Dataset records about object locations:
####################
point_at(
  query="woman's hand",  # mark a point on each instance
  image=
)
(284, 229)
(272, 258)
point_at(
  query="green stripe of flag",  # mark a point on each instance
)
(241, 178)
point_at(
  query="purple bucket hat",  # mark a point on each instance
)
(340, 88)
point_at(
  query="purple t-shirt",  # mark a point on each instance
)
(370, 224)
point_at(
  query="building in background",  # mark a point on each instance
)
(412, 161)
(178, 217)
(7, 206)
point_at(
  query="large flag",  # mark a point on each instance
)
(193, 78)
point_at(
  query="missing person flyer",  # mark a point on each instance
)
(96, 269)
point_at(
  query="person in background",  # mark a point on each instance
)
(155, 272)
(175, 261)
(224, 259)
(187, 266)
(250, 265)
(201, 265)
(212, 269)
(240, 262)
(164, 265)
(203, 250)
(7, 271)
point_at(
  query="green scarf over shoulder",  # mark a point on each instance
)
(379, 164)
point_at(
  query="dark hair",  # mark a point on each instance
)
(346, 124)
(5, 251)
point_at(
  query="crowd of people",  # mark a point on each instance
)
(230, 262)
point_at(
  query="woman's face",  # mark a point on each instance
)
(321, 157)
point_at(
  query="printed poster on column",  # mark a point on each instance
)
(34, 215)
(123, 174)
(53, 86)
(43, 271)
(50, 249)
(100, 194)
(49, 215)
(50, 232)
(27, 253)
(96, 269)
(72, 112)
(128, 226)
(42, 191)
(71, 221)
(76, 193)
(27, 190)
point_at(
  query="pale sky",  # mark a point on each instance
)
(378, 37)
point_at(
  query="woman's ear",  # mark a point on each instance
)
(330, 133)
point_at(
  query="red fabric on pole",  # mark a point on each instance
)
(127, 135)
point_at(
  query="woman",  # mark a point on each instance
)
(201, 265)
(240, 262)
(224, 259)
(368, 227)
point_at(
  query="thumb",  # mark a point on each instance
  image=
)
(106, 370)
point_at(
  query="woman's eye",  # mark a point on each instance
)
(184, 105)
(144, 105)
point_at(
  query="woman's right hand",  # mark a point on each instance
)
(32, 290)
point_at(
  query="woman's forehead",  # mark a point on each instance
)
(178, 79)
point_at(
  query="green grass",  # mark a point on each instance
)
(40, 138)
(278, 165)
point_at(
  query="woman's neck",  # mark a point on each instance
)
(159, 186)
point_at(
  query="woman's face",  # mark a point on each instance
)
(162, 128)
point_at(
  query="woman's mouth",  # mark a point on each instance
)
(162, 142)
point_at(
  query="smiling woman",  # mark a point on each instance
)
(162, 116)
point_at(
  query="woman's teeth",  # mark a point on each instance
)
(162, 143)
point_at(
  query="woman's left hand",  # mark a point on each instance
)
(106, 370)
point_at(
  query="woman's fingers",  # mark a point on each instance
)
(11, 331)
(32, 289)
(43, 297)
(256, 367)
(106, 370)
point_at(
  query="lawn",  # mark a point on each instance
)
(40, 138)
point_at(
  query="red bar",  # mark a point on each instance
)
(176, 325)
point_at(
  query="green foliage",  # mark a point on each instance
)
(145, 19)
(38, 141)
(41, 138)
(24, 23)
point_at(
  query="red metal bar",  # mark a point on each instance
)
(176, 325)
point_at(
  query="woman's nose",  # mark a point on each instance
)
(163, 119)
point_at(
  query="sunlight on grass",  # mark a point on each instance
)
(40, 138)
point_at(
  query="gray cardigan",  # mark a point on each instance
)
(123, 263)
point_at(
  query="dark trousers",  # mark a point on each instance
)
####################
Problem:
Would you copy out each line exactly as written?

Task output:
point_at(
  query="woman's hand",  # mark a point on each instance
  image=
)
(284, 229)
(272, 258)
point_at(
  query="green stripe of flag",  # mark a point on each instance
)
(241, 178)
point_at(
  query="purple bucket hat",  # mark a point on each instance
)
(340, 88)
point_at(
  query="purple t-shirt",  # mark a point on each instance
)
(370, 224)
point_at(
  query="building in background",  # mark a point on each instance
)
(412, 161)
(178, 217)
(7, 206)
point_at(
  query="large flag",  # mark a point on each instance
)
(193, 78)
point_at(
  query="missing person flyer",  # mark a point on each instance
)
(96, 269)
point_at(
  query="person in background",  # mark a point on each instance
)
(155, 272)
(175, 261)
(224, 259)
(187, 266)
(250, 265)
(201, 265)
(212, 269)
(240, 262)
(164, 265)
(203, 250)
(7, 271)
point_at(
  query="green scarf over shoulder",  # mark a point on each instance
)
(379, 164)
point_at(
  query="dark hair",  # mark a point on each instance
)
(346, 124)
(5, 251)
point_at(
  query="crowd of people",  # mark a point on each instance
)
(230, 262)
point_at(
  query="woman's face",  # mark a point on each instance
)
(321, 157)
point_at(
  query="printed poster on column",  # mark a point on each instance
)
(34, 215)
(123, 174)
(53, 86)
(43, 271)
(50, 249)
(100, 194)
(49, 215)
(50, 232)
(27, 253)
(96, 269)
(72, 112)
(128, 226)
(42, 191)
(71, 221)
(76, 193)
(27, 190)
point_at(
  query="pale sky",  # mark a point on each instance
)
(378, 37)
point_at(
  query="woman's ear",  # mark a point on each instance
)
(330, 133)
point_at(
  query="red fabric on pole",  # mark a point on each instance
)
(127, 135)
point_at(
  query="woman",  # mark a point on each instance
)
(201, 265)
(240, 262)
(224, 259)
(368, 227)
point_at(
  query="thumb",  # mark a point on each instance
  image=
)
(106, 370)
point_at(
  query="woman's eye",  # mark a point on each instance
)
(184, 105)
(144, 105)
point_at(
  query="woman's right hand",  # mark a point on each instance
)
(32, 290)
point_at(
  query="woman's forehead",  # mark a point on each instance
)
(178, 79)
point_at(
  query="green grass",  # mark a point on each instance
)
(40, 138)
(278, 165)
point_at(
  query="woman's neck",  # mark a point on each instance
)
(159, 186)
point_at(
  query="woman's face",  # mark a point on each instance
)
(162, 128)
point_at(
  query="woman's mouth",  # mark a point on each instance
)
(162, 142)
point_at(
  query="smiling woman",  # mark a point on each instance
)
(162, 116)
point_at(
  query="woman's teeth",  # mark a point on each instance
)
(162, 143)
point_at(
  query="woman's left hand",  # mark a point on each instance
)
(106, 370)
point_at(
  query="woman's fingers",  # mark a point on each instance
)
(11, 331)
(32, 289)
(43, 297)
(256, 367)
(106, 370)
point_at(
  query="lawn",  # mark a point on each instance
)
(40, 138)
point_at(
  query="red bar",  # mark a point on each instance
)
(176, 325)
point_at(
  query="green foliage",  # mark a point on each instance
)
(145, 19)
(38, 141)
(41, 138)
(24, 23)
point_at(
  query="red metal bar",  # mark a point on each instance
)
(176, 325)
point_at(
  query="woman's nose",  # mark a point on each instance
)
(163, 119)
point_at(
  query="sunlight on grass",  # mark a point on each instance
)
(40, 138)
point_at(
  query="gray cardigan",  # mark a point on each instance
)
(123, 263)
point_at(
  query="dark trousers",  # mark a point on each instance
)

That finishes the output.